**INFORMATION SHOWN:**
▼
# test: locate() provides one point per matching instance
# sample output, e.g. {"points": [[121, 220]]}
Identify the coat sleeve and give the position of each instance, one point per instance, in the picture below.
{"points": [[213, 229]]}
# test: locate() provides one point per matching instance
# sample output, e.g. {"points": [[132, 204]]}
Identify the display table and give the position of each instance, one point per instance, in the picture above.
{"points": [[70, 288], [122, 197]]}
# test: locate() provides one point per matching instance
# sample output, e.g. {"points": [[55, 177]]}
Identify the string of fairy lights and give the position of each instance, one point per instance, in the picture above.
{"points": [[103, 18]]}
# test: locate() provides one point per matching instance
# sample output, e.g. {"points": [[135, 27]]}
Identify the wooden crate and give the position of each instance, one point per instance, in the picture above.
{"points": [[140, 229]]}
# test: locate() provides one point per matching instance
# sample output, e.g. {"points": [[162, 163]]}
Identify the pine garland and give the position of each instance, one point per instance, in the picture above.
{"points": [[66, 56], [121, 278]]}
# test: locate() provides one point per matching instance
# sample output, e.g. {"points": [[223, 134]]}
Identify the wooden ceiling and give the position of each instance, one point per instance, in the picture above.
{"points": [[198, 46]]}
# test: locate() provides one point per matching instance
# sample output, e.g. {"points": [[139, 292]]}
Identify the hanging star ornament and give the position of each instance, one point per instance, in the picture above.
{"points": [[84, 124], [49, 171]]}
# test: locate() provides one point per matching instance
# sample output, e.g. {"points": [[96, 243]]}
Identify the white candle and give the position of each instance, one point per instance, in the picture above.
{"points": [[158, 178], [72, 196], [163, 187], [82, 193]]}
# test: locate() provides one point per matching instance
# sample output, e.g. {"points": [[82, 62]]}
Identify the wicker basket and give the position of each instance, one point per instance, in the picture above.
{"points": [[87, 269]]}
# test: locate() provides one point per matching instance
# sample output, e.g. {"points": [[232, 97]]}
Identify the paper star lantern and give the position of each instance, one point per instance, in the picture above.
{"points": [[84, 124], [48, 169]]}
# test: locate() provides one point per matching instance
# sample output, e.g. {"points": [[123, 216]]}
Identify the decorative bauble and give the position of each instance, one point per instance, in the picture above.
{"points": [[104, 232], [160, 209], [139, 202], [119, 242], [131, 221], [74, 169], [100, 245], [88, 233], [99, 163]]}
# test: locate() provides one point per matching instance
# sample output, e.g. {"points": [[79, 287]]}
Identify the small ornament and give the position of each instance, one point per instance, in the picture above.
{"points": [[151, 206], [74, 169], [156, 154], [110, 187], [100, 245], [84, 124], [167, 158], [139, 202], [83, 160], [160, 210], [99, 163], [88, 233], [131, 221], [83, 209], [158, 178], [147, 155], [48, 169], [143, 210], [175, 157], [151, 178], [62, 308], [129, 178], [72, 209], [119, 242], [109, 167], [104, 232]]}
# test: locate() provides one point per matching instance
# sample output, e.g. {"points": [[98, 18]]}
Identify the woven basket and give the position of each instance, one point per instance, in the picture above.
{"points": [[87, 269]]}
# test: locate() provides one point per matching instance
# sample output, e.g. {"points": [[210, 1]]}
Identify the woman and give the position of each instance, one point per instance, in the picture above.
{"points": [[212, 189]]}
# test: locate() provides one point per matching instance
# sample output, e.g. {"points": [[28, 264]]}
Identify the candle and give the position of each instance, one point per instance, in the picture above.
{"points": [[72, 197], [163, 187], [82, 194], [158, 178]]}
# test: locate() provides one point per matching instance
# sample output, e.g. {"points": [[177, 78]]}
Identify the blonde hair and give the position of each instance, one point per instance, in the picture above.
▲
Would you reproduce the material above in full, exactly as given?

**ANSWER FOR THE TASK:**
# test: locate() provides one point per matching instance
# sample output, e.g. {"points": [[121, 220]]}
Identify the coat sleeve and give the position of each instance, one point per instance, in the picture below.
{"points": [[213, 229]]}
# test: locate() provides one point per matching instance
# sample output, e.g. {"points": [[132, 204]]}
Identify the display table and give the position of each instance, one point per instance, in the picture above.
{"points": [[70, 288], [122, 197]]}
# test: locate() provides one point per matching instance
# sample output, e.g. {"points": [[55, 177]]}
Identify the string of fairy lights and give the position of each instance, one point per instance, in the picture above.
{"points": [[103, 18]]}
# test: locate() provides one point per matching instance
# sample output, e.g. {"points": [[135, 27]]}
Identify the wooden crate and give the position of each instance, one point per instance, in the picture above.
{"points": [[140, 229]]}
# test: locate() provides one point per matching instance
# sample output, e.g. {"points": [[162, 163]]}
Identify the pine garland and give the position of each instance, one point per instance, in the picture above.
{"points": [[66, 56], [121, 278]]}
# test: locate() provides one point per matching instance
# sample output, e.g. {"points": [[223, 134]]}
Identify the wooden ceiling and give the position of each instance, one point per instance, in the picture above.
{"points": [[198, 46]]}
# test: locate() provides one point per matching instance
# sample output, e.g. {"points": [[139, 292]]}
Identify the hanging star ornament and give the position of each instance, one point per instance, in the picture above.
{"points": [[84, 124], [49, 171]]}
# test: locate() provides one point per matching instance
# sample output, e.g. {"points": [[96, 243]]}
Identify the white candle and give the position of each instance, one point per instance, in the picture above.
{"points": [[158, 178], [72, 196], [163, 187], [82, 193]]}
# test: locate() provides one point per matching instance
# sample output, e.g. {"points": [[82, 62]]}
Identify the wicker basket and give the position of each instance, one point per instance, in the picture above.
{"points": [[87, 269]]}
# test: locate() provides one point per matching instance
# sample output, e.g. {"points": [[232, 97]]}
Identify the paper star lantern and give the position of each instance, one point per instance, in the picture above.
{"points": [[84, 124], [48, 169]]}
# test: locate() provides one point per matching instance
# sample output, e.g. {"points": [[123, 216]]}
Identify the decorative bauble and give the position of each instance, one point per instance, in the picture above.
{"points": [[104, 232], [160, 209], [139, 202], [119, 242], [131, 221], [74, 169], [100, 245], [88, 233], [99, 163]]}
# test: locate() provides one point per matching instance
# sample output, e.g. {"points": [[79, 287]]}
Identify the small ornament and give the position of each instance, one point per instance, in the picture above.
{"points": [[151, 206], [74, 169], [156, 154], [110, 187], [100, 245], [84, 124], [167, 158], [139, 202], [83, 160], [160, 210], [99, 163], [88, 233], [131, 221], [83, 209], [158, 178], [147, 155], [48, 169], [143, 210], [175, 157], [151, 178], [62, 308], [129, 178], [72, 209], [119, 242], [109, 167], [104, 232]]}
# test: locate() provides one point per matching instance
# sample output, e.g. {"points": [[98, 18]]}
Identify the woven basket and give the position of each instance, one point per instance, in the picture above.
{"points": [[87, 269]]}
# test: locate() provides one point per matching instance
# sample output, e.g. {"points": [[210, 1]]}
Identify the woman and give the position of each instance, one point per instance, in the picture above.
{"points": [[212, 189]]}
# test: locate() provides one point per matching instance
# sample output, e.g. {"points": [[28, 264]]}
Identify the candle and give the position of each instance, one point per instance, in the picture above.
{"points": [[72, 197], [163, 187], [82, 194], [158, 178]]}
# test: locate() provides one point per matching instance
# sample output, e.g. {"points": [[177, 78]]}
Identify the blonde hair and give the position of each instance, one point per instance, in the picture above.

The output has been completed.